**Extracted material**
+++
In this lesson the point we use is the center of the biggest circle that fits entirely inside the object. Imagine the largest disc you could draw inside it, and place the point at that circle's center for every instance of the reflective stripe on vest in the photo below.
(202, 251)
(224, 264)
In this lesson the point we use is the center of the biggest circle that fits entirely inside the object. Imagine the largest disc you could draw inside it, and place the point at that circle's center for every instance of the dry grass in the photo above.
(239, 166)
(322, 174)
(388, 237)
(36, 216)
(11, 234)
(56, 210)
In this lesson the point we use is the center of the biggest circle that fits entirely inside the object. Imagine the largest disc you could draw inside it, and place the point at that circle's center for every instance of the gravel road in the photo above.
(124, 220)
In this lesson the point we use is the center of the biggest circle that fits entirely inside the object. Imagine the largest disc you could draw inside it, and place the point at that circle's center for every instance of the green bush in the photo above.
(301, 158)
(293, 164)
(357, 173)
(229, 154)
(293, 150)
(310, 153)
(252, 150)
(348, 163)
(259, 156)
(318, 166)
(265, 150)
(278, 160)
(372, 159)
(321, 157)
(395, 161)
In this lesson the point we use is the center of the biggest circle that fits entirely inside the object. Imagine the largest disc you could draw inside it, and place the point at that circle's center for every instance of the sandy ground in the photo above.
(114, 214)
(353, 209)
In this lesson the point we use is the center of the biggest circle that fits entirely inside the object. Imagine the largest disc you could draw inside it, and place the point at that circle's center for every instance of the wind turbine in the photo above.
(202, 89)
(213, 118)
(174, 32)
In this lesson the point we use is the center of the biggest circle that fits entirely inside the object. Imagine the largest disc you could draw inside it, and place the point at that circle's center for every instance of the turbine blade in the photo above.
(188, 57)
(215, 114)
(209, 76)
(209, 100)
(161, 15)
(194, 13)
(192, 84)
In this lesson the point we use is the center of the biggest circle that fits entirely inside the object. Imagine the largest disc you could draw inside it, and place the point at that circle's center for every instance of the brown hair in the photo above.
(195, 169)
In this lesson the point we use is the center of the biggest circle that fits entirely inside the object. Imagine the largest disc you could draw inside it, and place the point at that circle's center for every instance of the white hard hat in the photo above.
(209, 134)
+++
**Description of the task**
Print all the entries above. Keep each one exact.

**Exercise solution**
In this lesson the point we use is the center of the biggest circle that fits entirely inside the object. Imagine the largest disc you could draw inside it, and place the point at that circle's center for every instance of the reflective stripe on vest in the photo below.
(202, 251)
(224, 264)
In this lesson the point we use is the center of the biggest circle that fits entirely inside the object. Imagine the largest disc you could draw inside it, and place the point at that circle's center for every instance of the dry grass in the photo above.
(239, 166)
(322, 174)
(388, 237)
(36, 216)
(11, 234)
(56, 210)
In this lesson the point we use is the center of the biggest circle that fits entirely inside the object. Imagine the largest disc you could draw inside it, and place the point at that circle's center for every instance of the gravel road in the photo above.
(124, 220)
In this lesson the point we use is the center of the biggest circle that fits entirely inside the object. Imagine the largest disc you could draw inside it, and place the point at that circle's center for every instance of the green bush in the photo above.
(301, 158)
(293, 164)
(357, 173)
(229, 154)
(293, 150)
(310, 153)
(252, 150)
(348, 163)
(259, 156)
(318, 166)
(265, 150)
(278, 160)
(372, 159)
(321, 157)
(395, 161)
In this lesson the point we use is the center of the biggest circle that fits entirely inside the object. Imagine the largest disc you could draw inside it, and place the point at that circle's center for every instance of the sandy ground in the photo above.
(114, 214)
(353, 209)
In this lesson the point we use is the center of the biggest circle that fits entirely inside the object. Imagine the largest disc you could draw inside it, and place the point at that circle's center for every instance of the wind turbine in the photo above.
(202, 89)
(213, 118)
(174, 32)
In this lesson the point we use is the center of the biggest circle that fits entirely inside the object. Imagine the largest disc you could draw inside it, and place the point at that circle's center for every instance of the turbine blade in the photo above.
(188, 57)
(215, 114)
(209, 76)
(209, 100)
(161, 15)
(194, 13)
(192, 84)
In this lesson the point we use is the center of the biggest circle that fits entirely inside the object. Imagine the largest disc you could draw inside it, and place the point at that circle's center for every instance of the brown hair in the photo above.
(195, 169)
In this lesson the point we use is the center of the biggest circle that fits entirely inside the object. Imagine the largest disc you could draw inside it, and place the point at that circle's center for every instance of the white hard hat in the photo above.
(209, 134)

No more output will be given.